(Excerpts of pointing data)
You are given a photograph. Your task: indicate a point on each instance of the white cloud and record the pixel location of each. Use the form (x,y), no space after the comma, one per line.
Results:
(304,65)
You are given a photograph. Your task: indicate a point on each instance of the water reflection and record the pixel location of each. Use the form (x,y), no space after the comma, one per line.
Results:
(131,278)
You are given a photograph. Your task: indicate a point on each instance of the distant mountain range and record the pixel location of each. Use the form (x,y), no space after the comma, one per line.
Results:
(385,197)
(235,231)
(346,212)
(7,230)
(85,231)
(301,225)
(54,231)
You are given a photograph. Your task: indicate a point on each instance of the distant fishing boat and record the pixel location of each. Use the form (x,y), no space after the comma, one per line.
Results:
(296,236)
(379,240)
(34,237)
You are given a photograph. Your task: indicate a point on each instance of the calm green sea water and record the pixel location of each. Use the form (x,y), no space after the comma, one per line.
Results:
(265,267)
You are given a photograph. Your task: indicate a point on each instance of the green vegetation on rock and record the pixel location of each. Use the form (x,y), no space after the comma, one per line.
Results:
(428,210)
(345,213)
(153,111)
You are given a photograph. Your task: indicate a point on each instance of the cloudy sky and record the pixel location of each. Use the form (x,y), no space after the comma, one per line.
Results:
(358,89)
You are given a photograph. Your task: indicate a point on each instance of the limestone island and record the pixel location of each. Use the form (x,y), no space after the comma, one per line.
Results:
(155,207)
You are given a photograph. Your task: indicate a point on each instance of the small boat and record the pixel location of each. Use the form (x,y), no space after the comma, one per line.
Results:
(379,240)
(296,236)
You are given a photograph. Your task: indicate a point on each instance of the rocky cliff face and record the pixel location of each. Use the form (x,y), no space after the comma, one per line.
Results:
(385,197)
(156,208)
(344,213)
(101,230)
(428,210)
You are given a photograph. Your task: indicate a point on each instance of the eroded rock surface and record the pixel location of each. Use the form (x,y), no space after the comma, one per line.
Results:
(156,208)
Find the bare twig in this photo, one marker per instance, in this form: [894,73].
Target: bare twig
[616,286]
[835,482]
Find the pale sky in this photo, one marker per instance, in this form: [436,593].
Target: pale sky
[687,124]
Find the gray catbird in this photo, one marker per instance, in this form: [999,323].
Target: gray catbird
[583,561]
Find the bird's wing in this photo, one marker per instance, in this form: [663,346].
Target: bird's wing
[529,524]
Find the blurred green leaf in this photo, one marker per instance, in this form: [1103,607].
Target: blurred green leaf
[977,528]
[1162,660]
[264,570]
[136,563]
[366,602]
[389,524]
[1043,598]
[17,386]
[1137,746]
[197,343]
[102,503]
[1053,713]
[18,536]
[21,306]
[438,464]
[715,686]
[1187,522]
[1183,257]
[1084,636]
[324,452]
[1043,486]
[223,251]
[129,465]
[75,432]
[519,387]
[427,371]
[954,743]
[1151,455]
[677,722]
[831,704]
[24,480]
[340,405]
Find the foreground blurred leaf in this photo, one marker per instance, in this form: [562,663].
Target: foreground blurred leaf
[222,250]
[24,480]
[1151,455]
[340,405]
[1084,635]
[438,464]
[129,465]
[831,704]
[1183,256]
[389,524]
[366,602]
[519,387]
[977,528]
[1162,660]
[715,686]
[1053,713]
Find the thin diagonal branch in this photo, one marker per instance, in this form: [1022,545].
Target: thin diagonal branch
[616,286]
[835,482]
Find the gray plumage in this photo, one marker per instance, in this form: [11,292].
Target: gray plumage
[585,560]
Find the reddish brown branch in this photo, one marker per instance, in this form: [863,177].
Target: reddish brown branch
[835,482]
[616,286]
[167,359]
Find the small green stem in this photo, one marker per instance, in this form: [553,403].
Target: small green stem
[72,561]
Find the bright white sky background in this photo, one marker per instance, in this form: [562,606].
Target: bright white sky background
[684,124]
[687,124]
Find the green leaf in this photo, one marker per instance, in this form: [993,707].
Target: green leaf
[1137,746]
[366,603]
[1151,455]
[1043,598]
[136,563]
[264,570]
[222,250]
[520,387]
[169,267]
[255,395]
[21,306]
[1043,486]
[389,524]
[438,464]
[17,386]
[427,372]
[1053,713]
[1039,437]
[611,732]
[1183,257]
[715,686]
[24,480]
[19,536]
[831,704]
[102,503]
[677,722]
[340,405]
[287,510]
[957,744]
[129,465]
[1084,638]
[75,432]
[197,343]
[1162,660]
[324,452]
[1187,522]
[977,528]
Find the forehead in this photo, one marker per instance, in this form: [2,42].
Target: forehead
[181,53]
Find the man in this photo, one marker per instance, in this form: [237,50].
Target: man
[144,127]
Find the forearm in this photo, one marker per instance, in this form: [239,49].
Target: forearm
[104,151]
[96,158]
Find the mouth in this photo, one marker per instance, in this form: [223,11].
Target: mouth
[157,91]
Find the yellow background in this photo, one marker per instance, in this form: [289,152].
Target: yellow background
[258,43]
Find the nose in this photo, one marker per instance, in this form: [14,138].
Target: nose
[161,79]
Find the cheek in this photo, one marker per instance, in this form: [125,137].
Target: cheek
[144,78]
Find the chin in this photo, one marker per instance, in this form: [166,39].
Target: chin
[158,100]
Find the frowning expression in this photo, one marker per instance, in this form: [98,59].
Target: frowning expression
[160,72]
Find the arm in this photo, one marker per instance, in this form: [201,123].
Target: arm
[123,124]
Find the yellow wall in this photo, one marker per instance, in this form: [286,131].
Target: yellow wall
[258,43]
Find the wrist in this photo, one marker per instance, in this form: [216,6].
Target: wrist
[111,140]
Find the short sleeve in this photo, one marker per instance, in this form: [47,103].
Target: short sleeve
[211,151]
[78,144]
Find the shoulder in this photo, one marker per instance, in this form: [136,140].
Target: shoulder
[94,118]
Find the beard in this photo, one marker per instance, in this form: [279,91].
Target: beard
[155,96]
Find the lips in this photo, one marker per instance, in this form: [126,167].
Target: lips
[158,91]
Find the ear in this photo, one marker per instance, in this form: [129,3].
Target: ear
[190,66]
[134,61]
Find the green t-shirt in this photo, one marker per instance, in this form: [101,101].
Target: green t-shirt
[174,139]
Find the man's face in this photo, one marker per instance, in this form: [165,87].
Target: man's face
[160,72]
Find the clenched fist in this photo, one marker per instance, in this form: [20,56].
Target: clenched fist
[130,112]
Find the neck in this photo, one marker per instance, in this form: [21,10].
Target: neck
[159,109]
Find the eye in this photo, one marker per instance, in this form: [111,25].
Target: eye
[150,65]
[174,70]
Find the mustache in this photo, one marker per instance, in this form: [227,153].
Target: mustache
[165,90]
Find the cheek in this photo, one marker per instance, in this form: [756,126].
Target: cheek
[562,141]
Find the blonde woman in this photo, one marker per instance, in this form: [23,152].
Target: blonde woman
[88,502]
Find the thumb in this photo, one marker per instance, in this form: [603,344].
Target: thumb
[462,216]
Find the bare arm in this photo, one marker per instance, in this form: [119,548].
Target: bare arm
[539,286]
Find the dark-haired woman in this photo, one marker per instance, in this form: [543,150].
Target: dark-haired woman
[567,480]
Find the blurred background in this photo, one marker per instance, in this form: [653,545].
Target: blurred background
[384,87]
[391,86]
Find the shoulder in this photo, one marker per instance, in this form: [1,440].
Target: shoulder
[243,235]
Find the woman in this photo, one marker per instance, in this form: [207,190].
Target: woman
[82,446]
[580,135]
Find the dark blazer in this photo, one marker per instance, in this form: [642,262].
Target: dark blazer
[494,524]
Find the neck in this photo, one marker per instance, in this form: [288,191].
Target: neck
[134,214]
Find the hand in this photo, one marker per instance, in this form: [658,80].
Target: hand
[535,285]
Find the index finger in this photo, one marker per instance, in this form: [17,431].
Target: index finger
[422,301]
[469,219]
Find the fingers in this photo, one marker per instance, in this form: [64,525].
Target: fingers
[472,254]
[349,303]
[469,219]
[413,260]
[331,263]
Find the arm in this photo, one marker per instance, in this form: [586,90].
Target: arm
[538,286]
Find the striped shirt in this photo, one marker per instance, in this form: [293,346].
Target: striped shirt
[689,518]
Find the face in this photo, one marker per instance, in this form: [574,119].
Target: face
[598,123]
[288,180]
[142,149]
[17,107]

_YOUR TASK_
Can you quote exactly the lines from the one containing "Find the dark blazer" through the last line of the records above, and nothing else?

_COMPLETE ANSWER_
Find the dark blazer in this photo, one marker per instance, in this form: [642,262].
Target: dark blazer
[494,524]
Find the neck in this photo, one marker per instance, in this form: [288,191].
Target: neck
[134,214]
Find the hand in this photo, one marker per instance, in this form: [658,80].
Target: hand
[535,285]
Find the index finger in this photo, one marker per instance, in this form: [17,431].
Target: index finger
[422,301]
[469,219]
Find the fingers in this photo, one marker per instance, in this form: [64,525].
Target: fingers
[472,254]
[349,303]
[469,219]
[413,260]
[331,263]
Find the arm in this photo, one marker per instance, in this form: [586,90].
Target: arm
[538,286]
Find the striped shirt in this photo, one marker per instance, in this form: [293,346].
Target: striped shirt
[689,518]
Find the face in this photo, one marker per instance, in this form: [574,119].
Target: face
[598,123]
[288,180]
[142,149]
[17,107]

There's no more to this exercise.